== SET EXERCISE ==
Convert the records below into a JSON list of strings, one string per line, leaving out blank lines and the pictures.
— start of EXTRACTED INFORMATION —
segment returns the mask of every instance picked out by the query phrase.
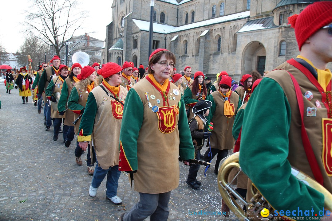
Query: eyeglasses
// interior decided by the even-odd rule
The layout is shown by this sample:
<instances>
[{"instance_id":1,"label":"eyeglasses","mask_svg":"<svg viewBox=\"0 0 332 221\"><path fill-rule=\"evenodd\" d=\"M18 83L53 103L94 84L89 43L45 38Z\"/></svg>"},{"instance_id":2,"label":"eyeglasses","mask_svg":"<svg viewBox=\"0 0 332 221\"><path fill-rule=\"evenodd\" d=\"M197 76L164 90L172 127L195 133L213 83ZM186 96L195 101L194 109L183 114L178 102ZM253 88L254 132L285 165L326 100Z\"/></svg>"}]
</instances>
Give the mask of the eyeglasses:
— end of EXTRACTED INFORMATION —
== SOLUTION FOR THIS PROBLEM ==
[
  "segment returns the mask of every instance picked out by the query phrase.",
  "Query: eyeglasses",
  "// interior decided by the even-odd rule",
  "The layout is shown by this sample:",
  "<instances>",
  "[{\"instance_id\":1,\"label\":\"eyeglasses\",\"mask_svg\":\"<svg viewBox=\\\"0 0 332 221\\\"><path fill-rule=\\\"evenodd\\\" d=\\\"M18 83L53 103L94 84L89 43L45 38Z\\\"/></svg>\"},{\"instance_id\":2,\"label\":\"eyeglasses\",\"mask_svg\":\"<svg viewBox=\\\"0 0 332 221\\\"><path fill-rule=\\\"evenodd\\\" d=\\\"M197 76L164 90L172 127L195 133L213 83ZM186 96L195 101L194 109L183 114L178 102ZM253 88L254 132L285 165L326 100Z\\\"/></svg>\"}]",
  "</instances>",
  "Give the mask of the eyeglasses:"
]